··· Document passage

Chief of the General Staff
- In office 30 April 2022 – 8 December 2024
- President: Bashar al-Assad
- Prime Minister: Hussein Arnous (2022–2024) Mohammad Ghazi al-Jalali (2024)
- Preceded by: Salim Harba
- Succeeded by: Ali Noureddine al-Naasan

Personal details
- Born: October 5, 1963 (age 62) Tartus, Syria

Military service
- Allegiance: Ba'athist Syria
- Branch/service: Syrian Arab Army
- Years of service: 1984–2024
- Rank: Lieutenant general
- Commands: Syrian Arab Armed Forces
- Battles/wars: Syrian civil war 2024 Syrian offensives 2024 Hama offensive; ; ;

= Abdul Karim Mahmoud Ibrahim =

Syrian military officer

Abdul Karim Mahmoud Ibrahim (عبد الكريم محمود إبراهيم; born October 5, 1963) is a Syrian military officer who served as the Chief of the General Staff of the Syrian Army and Armed Forces from 2022 to 2024.

······
··· Record excerpts

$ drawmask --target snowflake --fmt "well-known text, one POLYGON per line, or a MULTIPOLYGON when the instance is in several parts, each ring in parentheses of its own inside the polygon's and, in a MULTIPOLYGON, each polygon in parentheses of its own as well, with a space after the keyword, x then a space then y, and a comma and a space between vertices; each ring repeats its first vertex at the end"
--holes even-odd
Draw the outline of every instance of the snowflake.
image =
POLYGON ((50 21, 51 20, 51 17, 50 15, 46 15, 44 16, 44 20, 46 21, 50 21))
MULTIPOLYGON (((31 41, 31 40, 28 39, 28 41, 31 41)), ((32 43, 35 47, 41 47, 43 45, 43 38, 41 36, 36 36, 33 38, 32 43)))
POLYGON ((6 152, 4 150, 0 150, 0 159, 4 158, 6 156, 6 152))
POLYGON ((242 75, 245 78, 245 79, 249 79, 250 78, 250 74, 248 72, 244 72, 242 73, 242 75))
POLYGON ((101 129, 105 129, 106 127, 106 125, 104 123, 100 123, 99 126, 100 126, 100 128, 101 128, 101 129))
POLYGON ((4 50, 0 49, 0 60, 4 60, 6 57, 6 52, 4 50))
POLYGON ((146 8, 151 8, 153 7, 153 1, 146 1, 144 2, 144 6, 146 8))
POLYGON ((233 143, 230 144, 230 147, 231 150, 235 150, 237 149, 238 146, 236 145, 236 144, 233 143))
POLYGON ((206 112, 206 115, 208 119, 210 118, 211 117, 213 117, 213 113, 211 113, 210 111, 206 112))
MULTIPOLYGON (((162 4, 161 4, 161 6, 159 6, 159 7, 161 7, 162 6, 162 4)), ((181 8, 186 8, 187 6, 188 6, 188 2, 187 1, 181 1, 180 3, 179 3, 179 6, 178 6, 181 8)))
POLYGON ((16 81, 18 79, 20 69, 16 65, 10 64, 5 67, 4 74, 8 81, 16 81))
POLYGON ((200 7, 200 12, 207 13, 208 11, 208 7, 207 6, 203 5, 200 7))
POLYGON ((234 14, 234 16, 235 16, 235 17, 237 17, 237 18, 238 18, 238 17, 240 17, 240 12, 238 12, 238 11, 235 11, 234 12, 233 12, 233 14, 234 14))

······

# What this exercise asks
[A] Name every person other than Abdul Karim Mahmoud Ibrahim who is mentioned in the profile of Abdul Karim Mahmoud Ibrahim.
[B] According to the profile of Abdul Karim Mahmoud Ibrahim, what years did he serve in the military?
[C] Write the next paragraph of the profile of Abdul Karim Mahmoud Ibrahim, continuing after its last sentence.

# Responses by task
[A] Bashar al-Assad, Hussein Arnous, Mohammad Ghazi al-Jalali, Salim Harba, Ali Noureddine al-Naasan

[B] 1984–2024

[C]
==Biography==
Ibrahim is a native of Tartus Governorate, Syria. He was appointed as Chief of the General Staff on 30 April 2022, a position that has operational command over the country's ground, air, and naval forces.

In the fall of 2023, Ibrahim ordered the strengthening of the Syrian military defenses in northern Syria, near Idlib Governorate, which was controlled by Syrian opposition forces.

On 18 November 2024, Ibrahim met the Iranian Minister of Defense, Aziz Nasirzadeh, in Damascus.

There were reports on 1 December 2024 that Ibrahim was sent to Hama to oversee the military operations against the rebels during their 2024 Hama offensive, after the Syrian Ministry of Defense sent reinforcements to the region.

Following the Fall of the Assad regime, he was among the top Syrian military officials who fled Damascus on 8 December 2024 aboard a Syrian Air Yak-40 jet to the Russian-controlled Hmeimim Air Base, before being flown onward to Moscow under Russian military protection.